Can you transcribe all of the data below verbatim, leaving the pictures out of your answer?

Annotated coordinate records
———

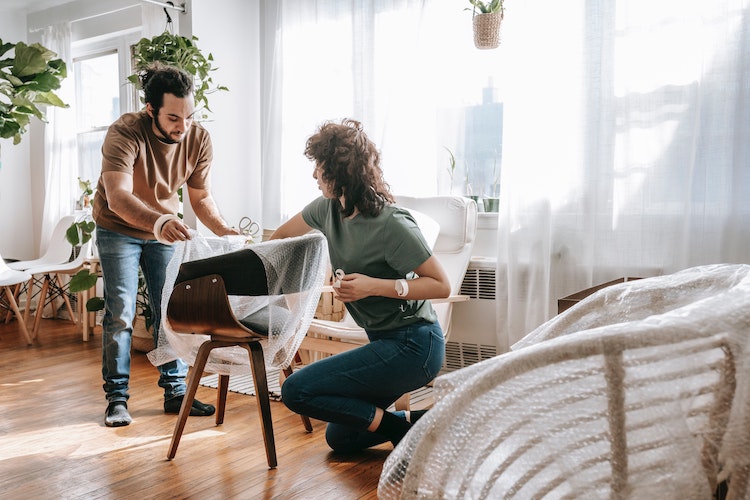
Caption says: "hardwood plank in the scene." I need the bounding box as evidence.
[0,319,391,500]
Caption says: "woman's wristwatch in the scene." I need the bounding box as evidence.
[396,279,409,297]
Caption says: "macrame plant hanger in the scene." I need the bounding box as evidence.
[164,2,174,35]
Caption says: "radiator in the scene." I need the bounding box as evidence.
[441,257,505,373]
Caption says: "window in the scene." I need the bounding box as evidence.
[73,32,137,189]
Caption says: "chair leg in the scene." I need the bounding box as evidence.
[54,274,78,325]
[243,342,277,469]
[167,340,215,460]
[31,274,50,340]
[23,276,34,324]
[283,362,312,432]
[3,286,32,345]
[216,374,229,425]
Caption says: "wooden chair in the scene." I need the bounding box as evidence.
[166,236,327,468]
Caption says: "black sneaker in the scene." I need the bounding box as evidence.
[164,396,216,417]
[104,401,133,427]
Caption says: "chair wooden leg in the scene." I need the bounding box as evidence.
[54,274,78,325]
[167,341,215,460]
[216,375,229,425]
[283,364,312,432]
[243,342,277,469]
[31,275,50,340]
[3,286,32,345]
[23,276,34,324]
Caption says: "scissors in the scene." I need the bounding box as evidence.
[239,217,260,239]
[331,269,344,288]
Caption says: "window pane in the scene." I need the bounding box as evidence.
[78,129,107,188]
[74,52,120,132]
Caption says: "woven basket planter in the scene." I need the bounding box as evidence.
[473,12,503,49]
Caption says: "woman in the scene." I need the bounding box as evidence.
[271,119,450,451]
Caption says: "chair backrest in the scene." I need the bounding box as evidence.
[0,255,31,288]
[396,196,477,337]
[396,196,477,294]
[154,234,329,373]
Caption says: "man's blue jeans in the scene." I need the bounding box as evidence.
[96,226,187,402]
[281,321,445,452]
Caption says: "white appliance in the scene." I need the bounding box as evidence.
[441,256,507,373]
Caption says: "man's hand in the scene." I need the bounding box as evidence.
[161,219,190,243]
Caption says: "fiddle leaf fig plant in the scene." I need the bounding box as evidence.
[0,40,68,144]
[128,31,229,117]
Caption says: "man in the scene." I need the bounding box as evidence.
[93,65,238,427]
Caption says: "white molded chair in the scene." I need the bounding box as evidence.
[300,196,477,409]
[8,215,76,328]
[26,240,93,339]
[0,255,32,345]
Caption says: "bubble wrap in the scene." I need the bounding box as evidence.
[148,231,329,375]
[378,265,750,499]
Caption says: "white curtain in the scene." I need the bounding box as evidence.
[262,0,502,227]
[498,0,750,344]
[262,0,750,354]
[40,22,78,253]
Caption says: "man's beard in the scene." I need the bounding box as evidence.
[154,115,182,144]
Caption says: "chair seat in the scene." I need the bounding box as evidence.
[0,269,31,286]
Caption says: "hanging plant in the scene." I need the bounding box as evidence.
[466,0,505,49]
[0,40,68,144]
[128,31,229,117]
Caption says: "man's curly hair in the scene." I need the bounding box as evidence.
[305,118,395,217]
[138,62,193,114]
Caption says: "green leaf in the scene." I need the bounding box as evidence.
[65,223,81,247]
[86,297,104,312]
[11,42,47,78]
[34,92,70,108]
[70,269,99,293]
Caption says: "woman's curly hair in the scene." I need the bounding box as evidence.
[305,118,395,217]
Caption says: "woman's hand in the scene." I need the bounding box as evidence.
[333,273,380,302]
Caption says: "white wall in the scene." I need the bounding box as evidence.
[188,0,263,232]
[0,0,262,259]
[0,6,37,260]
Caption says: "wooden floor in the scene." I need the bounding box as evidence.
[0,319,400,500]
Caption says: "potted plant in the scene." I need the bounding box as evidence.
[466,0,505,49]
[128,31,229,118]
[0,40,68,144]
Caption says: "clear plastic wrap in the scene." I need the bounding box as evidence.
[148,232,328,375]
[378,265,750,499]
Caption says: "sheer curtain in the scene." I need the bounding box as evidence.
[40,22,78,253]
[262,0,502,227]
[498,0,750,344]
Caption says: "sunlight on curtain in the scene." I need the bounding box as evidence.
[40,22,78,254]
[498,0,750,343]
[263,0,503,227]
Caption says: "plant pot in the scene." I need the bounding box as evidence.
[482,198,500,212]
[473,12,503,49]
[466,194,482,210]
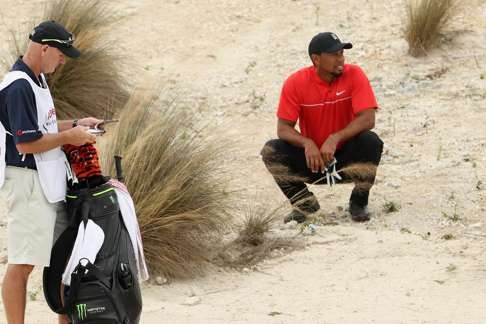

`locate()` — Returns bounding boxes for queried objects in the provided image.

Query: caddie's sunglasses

———

▶ Exercise solution:
Caption says: "hardwood plank in the scene." I need the bounding box as evidence.
[0,319,391,500]
Caption says: "woman's wristwatch in the scene." I need the bounding box as evidence.
[396,279,409,297]
Caption says: "macrame plant hanger in the scene." I need the bounding box as evidence.
[164,2,174,35]
Caption says: "radiator in the scene." I need the bounding box as evidence.
[441,257,505,373]
Caption says: "window in the scene." I need the bounding box as evidence.
[73,32,137,189]
Caption says: "chair leg in the scene." I need the bounding box as evidence.
[54,274,78,325]
[243,342,277,469]
[167,340,215,460]
[31,274,50,340]
[23,276,34,324]
[283,362,312,432]
[3,286,32,345]
[216,374,229,425]
Caption says: "wooden chair in the scene." I need the bounding box as evidence.
[166,236,327,468]
Caption says: "black sneaker in the scene." I need the bounding box as evidence.
[164,396,216,417]
[104,401,133,427]
Caption says: "chair wooden leg in the scene." I need the bounding box as evidence.
[54,274,78,325]
[167,341,215,460]
[216,375,229,425]
[283,364,312,432]
[243,342,277,469]
[31,275,50,340]
[3,286,32,345]
[23,276,34,324]
Caption says: "scissors in the scene." I need the bounding box as evidence.
[239,217,260,239]
[331,269,344,288]
Caption says: "window pane in the scene." I need the bounding box as evidence.
[78,129,107,188]
[74,52,120,132]
Caption says: "woven basket planter in the scene." I need the bounding box as evidence.
[473,12,503,49]
Caption says: "woman in the scene." I need the bounding box as evidence.
[271,119,450,451]
Caption says: "chair backrest in the scene." I need the bounding box as evidence.
[0,255,31,288]
[396,196,477,337]
[396,196,477,294]
[154,234,329,373]
Caption says: "man's blue jeans in the scene." I need the bounding box as evidence.
[96,226,187,402]
[281,321,445,452]
Caption says: "white appliance in the scene." I need the bounding box as evidence.
[441,256,507,373]
Caption says: "man's hand in the scene." I need the bounding box as evidence.
[161,219,190,243]
Caption says: "fiddle leaf fig plant in the scene." I need the bounding box as evidence.
[0,40,68,144]
[128,31,229,117]
Caption says: "man in the scene." I need the bounding box as evidence.
[93,65,238,427]
Caption says: "white molded chair in the scene." I need the bounding box as evidence.
[300,196,477,409]
[8,215,76,328]
[26,240,93,339]
[0,255,32,345]
Caption says: "bubble wrap in the scene." I need the bounding box as evidence.
[148,231,329,375]
[378,265,750,499]
Caption says: "white curtain in the scene." I need the bounding box as evidence.
[262,0,502,227]
[498,0,750,344]
[262,0,750,354]
[40,22,78,253]
Caption says: "man's beard in the scene." I need the bounding box as evidence.
[154,115,182,144]
Caption says: "chair seat in the scene." I need the bounding box as evidence.
[0,269,31,286]
Caption says: "hanging plant in the scene." I need the bounding box as evidence.
[466,0,505,49]
[0,40,68,144]
[128,31,229,117]
Caption says: "man's curly hair in the scene." I need the bounding box as evidence.
[305,118,395,217]
[138,62,193,114]
Caption says: "green leaf in the scene." I need the bounding box as evidence.
[65,223,81,247]
[86,297,104,312]
[11,42,47,78]
[34,92,70,108]
[70,269,99,293]
Caption says: "woman's curly hair in the scene." I need the bounding box as evidence.
[305,118,395,217]
Caption says: "woman's hand in the scene." I need the bounding box as evidence.
[333,273,380,302]
Caption says: "white wall in the scene." I need the bounding box as evidence.
[188,0,263,232]
[0,0,262,259]
[0,6,37,260]
Caption says: "wooden floor in the scene." I need the bounding box as evidence.
[0,319,400,500]
Caption says: "potted plant in the scene." I need the bounding box as evidence.
[466,0,505,49]
[128,31,229,118]
[0,40,68,144]
Caption says: "clear plastic wrap in the scene." I need the bounding box as evidence.
[148,232,328,375]
[378,265,750,499]
Caption says: "sheer curtain in the scene." I need the bounding box as evidence.
[40,22,78,253]
[262,0,502,227]
[498,0,750,344]
Caption says: "sunlight on curtain in the scene." I need the bounding box as evidence.
[40,22,78,254]
[498,0,750,343]
[263,0,503,227]
Caption says: "plant pot in the scene." I need the bounding box as evidence.
[482,198,500,212]
[473,12,503,49]
[466,194,482,210]

`locate()` — Returns bounding boxes for queried objects in the provided image.

Query: caddie's sunglasses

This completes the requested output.